***** GIVEN DATA
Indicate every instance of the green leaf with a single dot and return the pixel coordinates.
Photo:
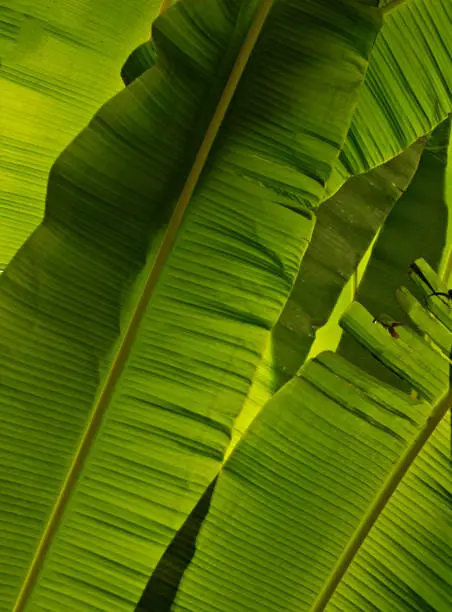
(60, 62)
(407, 91)
(140, 60)
(336, 497)
(345, 227)
(416, 227)
(124, 422)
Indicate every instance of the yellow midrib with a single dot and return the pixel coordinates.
(391, 484)
(130, 334)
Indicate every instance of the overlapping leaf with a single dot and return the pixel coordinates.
(65, 299)
(408, 88)
(289, 526)
(416, 227)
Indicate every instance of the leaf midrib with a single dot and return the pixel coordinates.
(123, 351)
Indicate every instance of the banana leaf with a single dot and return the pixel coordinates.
(336, 498)
(345, 227)
(416, 227)
(60, 62)
(122, 369)
(408, 88)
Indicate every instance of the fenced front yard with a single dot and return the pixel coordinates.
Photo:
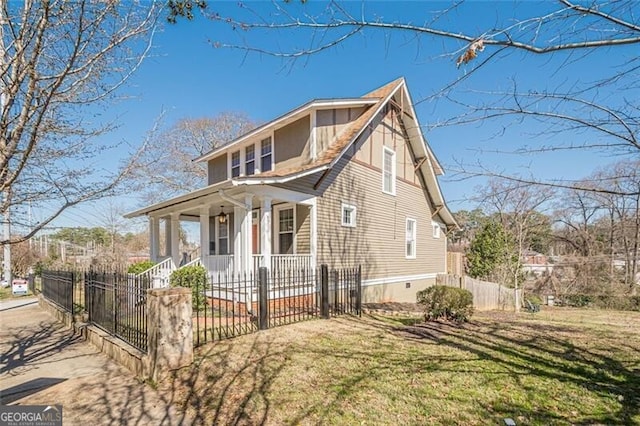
(557, 367)
(227, 306)
(230, 306)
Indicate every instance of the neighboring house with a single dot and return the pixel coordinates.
(535, 263)
(336, 181)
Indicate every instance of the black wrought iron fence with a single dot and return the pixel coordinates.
(58, 287)
(344, 290)
(232, 305)
(116, 302)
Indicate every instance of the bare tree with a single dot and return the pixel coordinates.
(62, 61)
(518, 208)
(166, 167)
(598, 233)
(600, 115)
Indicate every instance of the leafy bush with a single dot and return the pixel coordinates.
(454, 304)
(195, 278)
(140, 267)
(534, 299)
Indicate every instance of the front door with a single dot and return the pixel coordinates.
(285, 225)
(255, 231)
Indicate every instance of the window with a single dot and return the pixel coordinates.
(436, 230)
(348, 215)
(235, 164)
(265, 155)
(223, 237)
(250, 160)
(388, 171)
(410, 252)
(285, 231)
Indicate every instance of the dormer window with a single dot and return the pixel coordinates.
(265, 155)
(235, 164)
(250, 160)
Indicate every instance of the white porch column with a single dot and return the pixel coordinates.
(238, 214)
(204, 233)
(154, 238)
(314, 233)
(265, 232)
(167, 237)
(175, 239)
(247, 235)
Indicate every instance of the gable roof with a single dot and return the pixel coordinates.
(374, 101)
(286, 118)
(429, 168)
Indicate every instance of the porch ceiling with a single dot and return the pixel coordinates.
(189, 206)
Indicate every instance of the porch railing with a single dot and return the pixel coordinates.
(284, 262)
(218, 264)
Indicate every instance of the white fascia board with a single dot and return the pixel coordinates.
(357, 135)
(271, 180)
(284, 119)
(198, 193)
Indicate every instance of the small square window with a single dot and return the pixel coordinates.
(436, 230)
(265, 155)
(348, 215)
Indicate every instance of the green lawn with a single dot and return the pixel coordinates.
(559, 366)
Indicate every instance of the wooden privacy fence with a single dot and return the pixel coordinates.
(486, 295)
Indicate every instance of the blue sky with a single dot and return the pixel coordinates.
(187, 77)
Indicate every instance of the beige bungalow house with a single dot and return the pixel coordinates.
(342, 182)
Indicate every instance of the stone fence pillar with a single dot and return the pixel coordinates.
(170, 330)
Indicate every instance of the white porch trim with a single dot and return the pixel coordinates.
(401, 278)
(175, 238)
(154, 238)
(265, 230)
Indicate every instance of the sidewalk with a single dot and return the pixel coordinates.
(44, 363)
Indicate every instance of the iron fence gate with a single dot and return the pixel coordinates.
(58, 286)
(232, 305)
(117, 303)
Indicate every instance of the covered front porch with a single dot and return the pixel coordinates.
(240, 229)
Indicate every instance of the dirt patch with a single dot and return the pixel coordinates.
(409, 308)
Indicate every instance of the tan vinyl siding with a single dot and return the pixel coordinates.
(378, 240)
(303, 229)
(291, 147)
(330, 122)
(217, 169)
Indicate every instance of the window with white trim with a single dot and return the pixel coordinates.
(250, 160)
(388, 171)
(265, 155)
(410, 250)
(235, 164)
(285, 231)
(348, 215)
(223, 237)
(436, 230)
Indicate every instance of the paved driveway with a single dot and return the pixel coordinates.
(44, 363)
**********
**OBJECTIVE:** Copy out exactly the lines from the line with "Indicate every instance of the iron" to the end of the listing, including both of those lines, and give nothing else.

**ANSWER TO THIS TASK:**
Indicate every instance of the iron fence gate with a single dot and return the pixel coordinates.
(58, 286)
(232, 305)
(117, 303)
Indicate every instance of the covered front porch with a single dot and return the pixel coordinates.
(240, 229)
Indicate every instance of the dirt patch with a single dot and return the pixel coordinates.
(409, 308)
Indicate every instance of the tan vinyl siding with a single dot and return the pixel coordinates.
(378, 240)
(303, 229)
(291, 147)
(330, 122)
(217, 169)
Indicate every instance of the window with white trim with a single dot and return the pixel coordinates.
(250, 160)
(388, 171)
(265, 155)
(410, 250)
(235, 164)
(285, 231)
(348, 215)
(223, 237)
(436, 230)
Indicate every instance of the paved driveway with a single dot and return the pixel coordinates.
(44, 363)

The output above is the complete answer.